### PROBLEM TO WORK ON
Would you please reproduce all the entries exactly, leaving the pictures out?

================

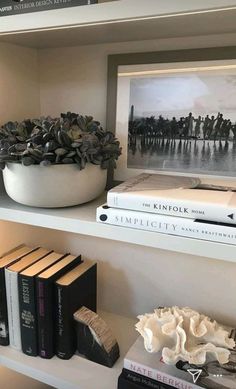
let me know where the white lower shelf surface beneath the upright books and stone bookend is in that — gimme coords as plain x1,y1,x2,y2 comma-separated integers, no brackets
0,312,138,389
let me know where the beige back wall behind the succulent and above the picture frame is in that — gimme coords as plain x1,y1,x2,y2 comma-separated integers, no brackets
39,34,236,124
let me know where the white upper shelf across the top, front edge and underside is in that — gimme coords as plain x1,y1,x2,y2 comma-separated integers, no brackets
0,0,236,48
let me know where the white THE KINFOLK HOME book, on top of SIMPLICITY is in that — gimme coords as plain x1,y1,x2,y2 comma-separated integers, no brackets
107,173,236,224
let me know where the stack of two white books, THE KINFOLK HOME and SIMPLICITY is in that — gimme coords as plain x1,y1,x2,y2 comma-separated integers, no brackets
97,173,236,244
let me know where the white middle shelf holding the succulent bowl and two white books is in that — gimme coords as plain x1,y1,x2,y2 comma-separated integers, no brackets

================

### SOLUTION FOR THIS PROBLEM
let me know where the white lower shelf surface beneath the upright books and stone bookend is in that — gimme coords as plain x1,y1,x2,y2 comma-separated integers, no brackets
0,312,138,389
let me know where the beige back wall behind the succulent and above the picture frame is in that — gimme coords as plain x1,y1,x2,y2 comma-separated integers, no brackets
39,34,236,124
let me know where the white upper shelf across the top, front edge and underside is in that — gimme coords as plain x1,y1,x2,y2 comma-separated integers, no brackets
0,0,236,48
let me know where the white THE KINFOLK HOME book, on top of SIMPLICITY is in that — gimme coords as plain x1,y1,x2,y2 comma-separated integers, no brackets
107,173,236,224
let me know where the stack of two white books, THE KINFOLK HOME and SIMPLICITY is in that — gimme coords as plain x1,y1,x2,y2 comma-separated integers, no brackets
97,173,236,244
let me know where the white middle shelf holding the succulent bowl and two white books is in that — gimme coords as plain x1,y1,x2,y2 comma-separated integers, no brackets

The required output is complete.